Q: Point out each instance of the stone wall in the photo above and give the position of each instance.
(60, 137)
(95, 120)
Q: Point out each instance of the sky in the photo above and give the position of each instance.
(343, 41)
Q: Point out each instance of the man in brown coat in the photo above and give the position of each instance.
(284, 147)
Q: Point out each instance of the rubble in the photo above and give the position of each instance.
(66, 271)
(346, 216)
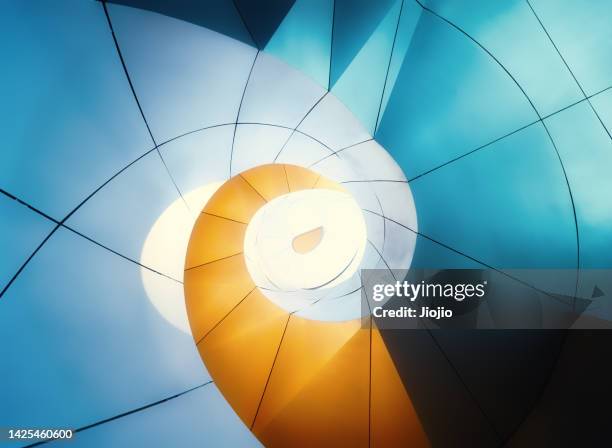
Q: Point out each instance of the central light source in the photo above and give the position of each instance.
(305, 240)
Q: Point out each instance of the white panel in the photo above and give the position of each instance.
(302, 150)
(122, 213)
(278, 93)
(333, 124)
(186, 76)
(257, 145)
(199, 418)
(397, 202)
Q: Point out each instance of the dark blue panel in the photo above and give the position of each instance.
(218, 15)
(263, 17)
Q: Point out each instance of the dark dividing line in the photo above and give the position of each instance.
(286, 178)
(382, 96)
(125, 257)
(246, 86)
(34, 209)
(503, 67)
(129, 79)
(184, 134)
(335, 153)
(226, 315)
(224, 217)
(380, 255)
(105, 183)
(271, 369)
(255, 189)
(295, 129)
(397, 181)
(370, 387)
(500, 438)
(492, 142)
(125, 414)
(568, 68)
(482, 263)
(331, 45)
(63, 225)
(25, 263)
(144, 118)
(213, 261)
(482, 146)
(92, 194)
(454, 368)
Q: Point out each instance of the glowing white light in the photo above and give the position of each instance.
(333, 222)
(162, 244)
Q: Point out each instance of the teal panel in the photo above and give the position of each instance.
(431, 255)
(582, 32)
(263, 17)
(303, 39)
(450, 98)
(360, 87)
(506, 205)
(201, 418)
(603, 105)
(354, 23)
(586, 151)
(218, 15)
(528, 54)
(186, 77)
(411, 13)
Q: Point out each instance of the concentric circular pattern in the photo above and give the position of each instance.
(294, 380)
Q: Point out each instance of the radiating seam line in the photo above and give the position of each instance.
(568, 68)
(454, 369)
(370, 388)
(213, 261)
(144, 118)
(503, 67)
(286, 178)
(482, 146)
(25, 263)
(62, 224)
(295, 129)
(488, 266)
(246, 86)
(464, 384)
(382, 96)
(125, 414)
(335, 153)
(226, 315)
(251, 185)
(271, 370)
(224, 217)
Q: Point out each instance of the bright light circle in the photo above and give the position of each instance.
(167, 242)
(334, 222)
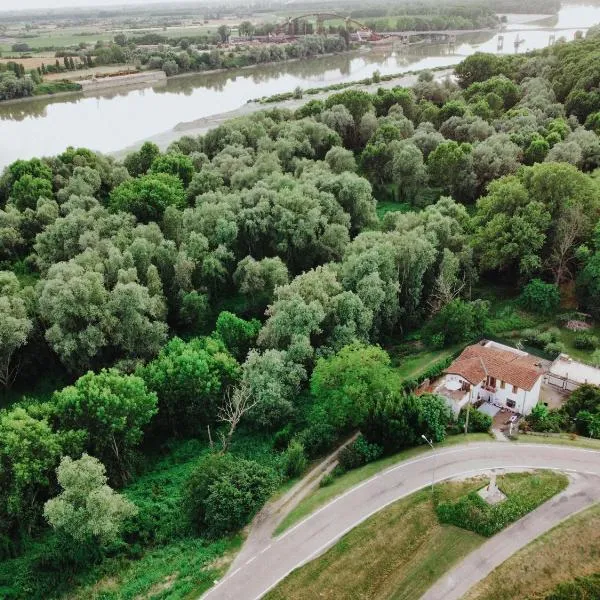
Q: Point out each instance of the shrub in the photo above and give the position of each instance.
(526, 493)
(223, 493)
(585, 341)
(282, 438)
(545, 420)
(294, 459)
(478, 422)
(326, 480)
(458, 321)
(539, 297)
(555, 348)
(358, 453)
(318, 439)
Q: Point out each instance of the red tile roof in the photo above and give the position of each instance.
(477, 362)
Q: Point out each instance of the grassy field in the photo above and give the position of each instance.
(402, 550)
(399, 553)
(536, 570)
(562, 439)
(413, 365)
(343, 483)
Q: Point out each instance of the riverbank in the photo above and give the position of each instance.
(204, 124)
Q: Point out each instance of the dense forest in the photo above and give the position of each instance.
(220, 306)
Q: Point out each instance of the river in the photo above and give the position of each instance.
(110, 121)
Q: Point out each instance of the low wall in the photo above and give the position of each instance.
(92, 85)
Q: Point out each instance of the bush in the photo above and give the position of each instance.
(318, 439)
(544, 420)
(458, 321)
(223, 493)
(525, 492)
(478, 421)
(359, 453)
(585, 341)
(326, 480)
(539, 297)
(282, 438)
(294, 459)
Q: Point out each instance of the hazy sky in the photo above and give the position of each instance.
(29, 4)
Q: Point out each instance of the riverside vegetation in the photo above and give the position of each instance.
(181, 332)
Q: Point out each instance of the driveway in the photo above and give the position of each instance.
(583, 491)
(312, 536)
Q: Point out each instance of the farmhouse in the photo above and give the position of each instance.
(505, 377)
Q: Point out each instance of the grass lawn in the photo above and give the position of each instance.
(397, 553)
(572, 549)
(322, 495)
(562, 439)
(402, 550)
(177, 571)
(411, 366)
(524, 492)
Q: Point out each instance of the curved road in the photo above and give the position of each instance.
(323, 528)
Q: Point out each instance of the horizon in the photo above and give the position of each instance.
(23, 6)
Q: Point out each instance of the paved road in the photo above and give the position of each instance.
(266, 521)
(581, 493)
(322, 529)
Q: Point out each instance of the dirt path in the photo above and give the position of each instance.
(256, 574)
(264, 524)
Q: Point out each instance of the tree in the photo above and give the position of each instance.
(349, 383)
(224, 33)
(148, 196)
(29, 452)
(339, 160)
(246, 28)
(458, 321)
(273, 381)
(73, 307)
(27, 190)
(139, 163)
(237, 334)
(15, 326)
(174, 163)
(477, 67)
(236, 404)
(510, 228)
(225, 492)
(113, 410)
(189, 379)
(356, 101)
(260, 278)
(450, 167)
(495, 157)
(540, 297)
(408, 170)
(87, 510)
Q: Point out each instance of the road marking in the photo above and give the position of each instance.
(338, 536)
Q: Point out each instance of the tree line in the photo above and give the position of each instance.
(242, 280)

...

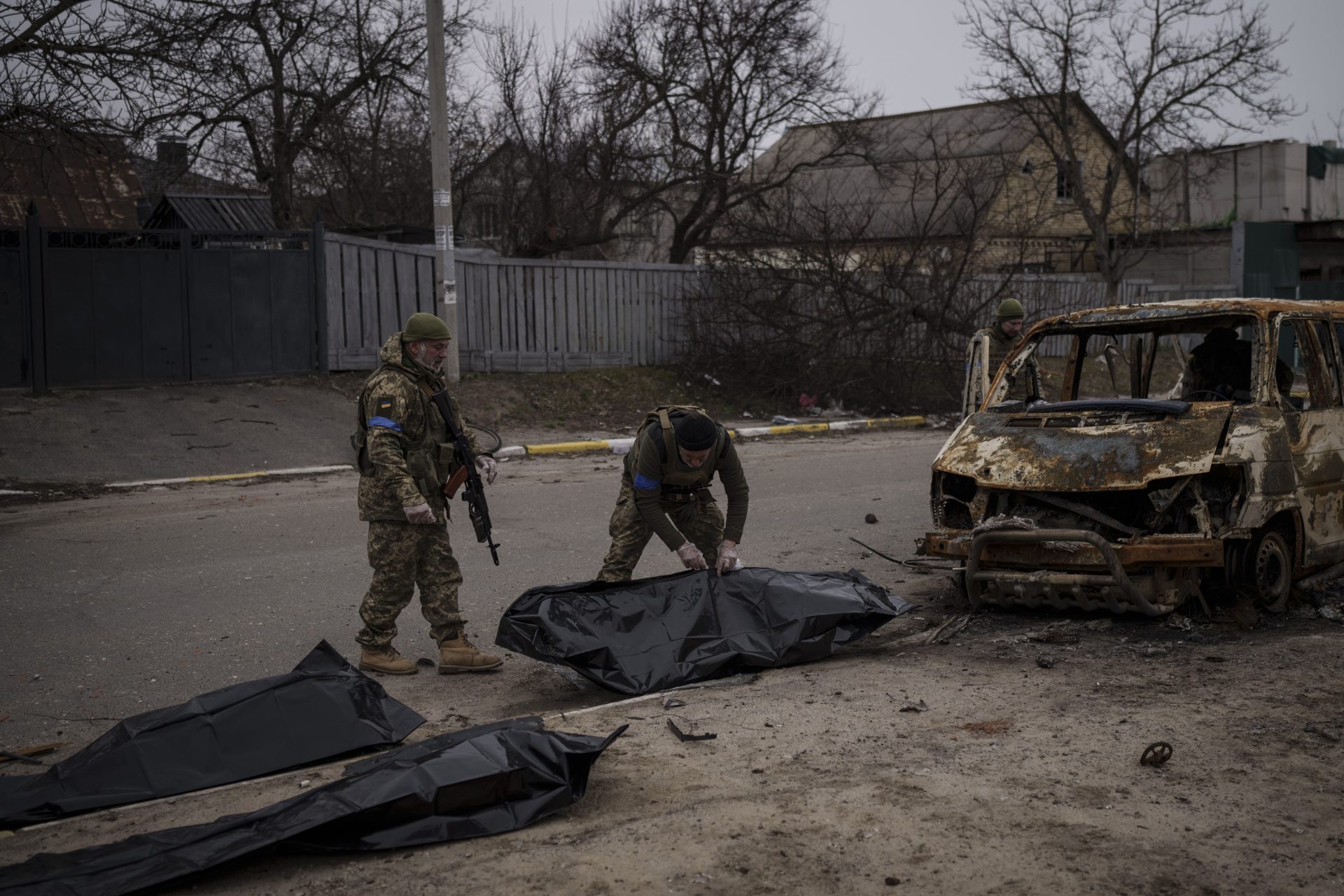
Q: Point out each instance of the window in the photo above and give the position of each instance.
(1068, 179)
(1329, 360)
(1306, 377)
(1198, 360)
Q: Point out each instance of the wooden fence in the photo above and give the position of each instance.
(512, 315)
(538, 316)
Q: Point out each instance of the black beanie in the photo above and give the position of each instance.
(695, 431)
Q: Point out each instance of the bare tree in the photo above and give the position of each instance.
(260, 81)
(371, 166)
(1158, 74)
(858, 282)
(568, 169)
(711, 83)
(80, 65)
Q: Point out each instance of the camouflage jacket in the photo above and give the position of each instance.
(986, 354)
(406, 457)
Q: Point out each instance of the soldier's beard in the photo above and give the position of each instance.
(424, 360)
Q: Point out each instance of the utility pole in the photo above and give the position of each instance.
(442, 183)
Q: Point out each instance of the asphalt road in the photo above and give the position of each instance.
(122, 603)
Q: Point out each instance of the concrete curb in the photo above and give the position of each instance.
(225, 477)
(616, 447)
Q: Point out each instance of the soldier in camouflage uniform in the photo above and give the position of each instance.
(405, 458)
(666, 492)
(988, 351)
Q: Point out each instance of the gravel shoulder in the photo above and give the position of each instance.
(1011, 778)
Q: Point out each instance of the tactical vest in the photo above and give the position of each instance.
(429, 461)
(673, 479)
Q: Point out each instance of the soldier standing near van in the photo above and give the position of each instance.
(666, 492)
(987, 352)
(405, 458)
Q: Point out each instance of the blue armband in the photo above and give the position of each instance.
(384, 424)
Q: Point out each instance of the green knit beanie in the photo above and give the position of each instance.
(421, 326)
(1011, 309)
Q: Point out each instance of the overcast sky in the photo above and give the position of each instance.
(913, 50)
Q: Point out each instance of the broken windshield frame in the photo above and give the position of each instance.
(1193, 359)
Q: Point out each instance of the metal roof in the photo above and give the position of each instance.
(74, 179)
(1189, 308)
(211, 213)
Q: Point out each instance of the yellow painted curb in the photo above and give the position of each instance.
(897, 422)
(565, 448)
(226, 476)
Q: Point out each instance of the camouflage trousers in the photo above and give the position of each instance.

---

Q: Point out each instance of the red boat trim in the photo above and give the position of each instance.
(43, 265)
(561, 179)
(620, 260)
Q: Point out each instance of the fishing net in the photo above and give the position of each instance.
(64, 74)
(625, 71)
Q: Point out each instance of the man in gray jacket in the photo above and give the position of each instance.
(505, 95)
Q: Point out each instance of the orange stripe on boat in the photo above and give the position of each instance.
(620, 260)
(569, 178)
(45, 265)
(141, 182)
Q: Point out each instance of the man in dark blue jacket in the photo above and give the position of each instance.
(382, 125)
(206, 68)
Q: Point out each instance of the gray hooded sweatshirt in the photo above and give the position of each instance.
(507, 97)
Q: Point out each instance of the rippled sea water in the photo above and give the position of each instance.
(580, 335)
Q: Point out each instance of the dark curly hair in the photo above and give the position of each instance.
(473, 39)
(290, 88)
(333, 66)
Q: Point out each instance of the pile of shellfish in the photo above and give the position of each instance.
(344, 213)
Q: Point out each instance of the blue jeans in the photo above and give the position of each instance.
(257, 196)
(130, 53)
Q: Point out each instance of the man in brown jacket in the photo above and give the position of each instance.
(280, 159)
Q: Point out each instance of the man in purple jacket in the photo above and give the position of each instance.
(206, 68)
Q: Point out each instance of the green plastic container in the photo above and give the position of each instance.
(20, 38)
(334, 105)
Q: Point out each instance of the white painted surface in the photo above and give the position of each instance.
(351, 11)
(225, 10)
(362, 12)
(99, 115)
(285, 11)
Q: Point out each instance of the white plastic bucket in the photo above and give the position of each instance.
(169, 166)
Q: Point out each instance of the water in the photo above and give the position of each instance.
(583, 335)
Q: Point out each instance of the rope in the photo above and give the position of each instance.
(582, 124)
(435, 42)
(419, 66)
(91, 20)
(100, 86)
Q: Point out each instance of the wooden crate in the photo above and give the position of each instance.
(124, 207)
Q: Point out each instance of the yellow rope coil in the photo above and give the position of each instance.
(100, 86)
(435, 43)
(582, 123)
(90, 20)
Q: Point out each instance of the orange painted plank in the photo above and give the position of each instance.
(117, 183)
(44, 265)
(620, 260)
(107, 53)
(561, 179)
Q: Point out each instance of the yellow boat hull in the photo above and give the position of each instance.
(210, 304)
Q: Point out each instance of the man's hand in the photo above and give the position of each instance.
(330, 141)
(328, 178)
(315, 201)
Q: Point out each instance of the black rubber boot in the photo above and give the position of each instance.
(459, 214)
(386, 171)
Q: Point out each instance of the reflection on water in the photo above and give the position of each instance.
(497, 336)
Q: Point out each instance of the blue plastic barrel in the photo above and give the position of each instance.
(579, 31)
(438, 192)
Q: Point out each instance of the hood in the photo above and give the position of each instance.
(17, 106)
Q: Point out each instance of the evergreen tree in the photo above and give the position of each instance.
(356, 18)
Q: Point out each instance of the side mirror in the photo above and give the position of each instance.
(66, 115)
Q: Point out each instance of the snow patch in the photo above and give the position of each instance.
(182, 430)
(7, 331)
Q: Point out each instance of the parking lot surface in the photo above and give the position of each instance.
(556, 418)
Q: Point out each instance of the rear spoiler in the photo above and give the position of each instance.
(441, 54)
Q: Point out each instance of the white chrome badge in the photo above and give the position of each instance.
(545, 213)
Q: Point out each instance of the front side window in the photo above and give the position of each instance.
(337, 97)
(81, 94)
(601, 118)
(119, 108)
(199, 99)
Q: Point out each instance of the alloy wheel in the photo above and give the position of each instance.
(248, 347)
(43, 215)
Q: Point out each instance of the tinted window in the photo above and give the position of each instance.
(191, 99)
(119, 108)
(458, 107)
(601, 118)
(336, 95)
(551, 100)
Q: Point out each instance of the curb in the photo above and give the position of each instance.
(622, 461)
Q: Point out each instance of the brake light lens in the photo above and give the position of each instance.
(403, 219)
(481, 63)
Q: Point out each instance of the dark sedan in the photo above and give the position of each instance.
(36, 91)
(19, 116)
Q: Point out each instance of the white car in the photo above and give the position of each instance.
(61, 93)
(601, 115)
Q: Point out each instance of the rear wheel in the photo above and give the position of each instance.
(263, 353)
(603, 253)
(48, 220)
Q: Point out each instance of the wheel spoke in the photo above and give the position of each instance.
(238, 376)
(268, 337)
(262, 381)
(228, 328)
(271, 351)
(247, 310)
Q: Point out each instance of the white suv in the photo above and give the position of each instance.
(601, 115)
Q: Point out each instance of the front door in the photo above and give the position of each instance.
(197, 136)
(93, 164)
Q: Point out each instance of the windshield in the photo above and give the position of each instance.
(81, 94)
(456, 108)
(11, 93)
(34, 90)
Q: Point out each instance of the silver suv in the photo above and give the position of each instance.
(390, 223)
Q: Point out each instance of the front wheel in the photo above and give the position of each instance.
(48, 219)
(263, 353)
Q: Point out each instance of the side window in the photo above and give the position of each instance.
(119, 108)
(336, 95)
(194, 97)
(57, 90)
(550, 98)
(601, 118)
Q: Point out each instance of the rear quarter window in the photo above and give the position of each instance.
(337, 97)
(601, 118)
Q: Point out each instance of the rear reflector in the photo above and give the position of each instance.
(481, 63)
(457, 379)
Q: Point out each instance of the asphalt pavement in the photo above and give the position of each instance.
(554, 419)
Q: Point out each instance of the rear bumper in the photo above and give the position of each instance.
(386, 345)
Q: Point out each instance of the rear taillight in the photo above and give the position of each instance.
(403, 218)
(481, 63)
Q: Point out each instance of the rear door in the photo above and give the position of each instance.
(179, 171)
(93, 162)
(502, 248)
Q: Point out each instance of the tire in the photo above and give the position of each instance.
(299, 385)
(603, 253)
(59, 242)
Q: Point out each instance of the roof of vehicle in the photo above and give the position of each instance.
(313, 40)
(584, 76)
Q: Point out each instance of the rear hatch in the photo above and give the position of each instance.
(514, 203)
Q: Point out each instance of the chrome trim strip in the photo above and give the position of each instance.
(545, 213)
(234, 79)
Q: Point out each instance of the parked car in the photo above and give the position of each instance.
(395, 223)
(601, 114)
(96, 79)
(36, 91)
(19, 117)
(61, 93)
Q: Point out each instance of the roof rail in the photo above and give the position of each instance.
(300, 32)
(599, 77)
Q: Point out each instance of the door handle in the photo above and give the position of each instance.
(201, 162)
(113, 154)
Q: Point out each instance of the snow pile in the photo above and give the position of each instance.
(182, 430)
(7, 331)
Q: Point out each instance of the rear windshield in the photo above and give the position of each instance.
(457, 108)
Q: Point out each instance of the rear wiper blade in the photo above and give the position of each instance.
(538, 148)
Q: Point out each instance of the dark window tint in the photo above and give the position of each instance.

### PROBLEM TO WORK ON
Extract every line of the data above that contains the word "gray". Copy each one in full.

### TASK OUTPUT
Q: Point out each instance of the man in gray jacket in the photo above and give the position of each instance.
Q: Point out each instance of the gray hooded sweatshirt in the photo above and give the position of each instance.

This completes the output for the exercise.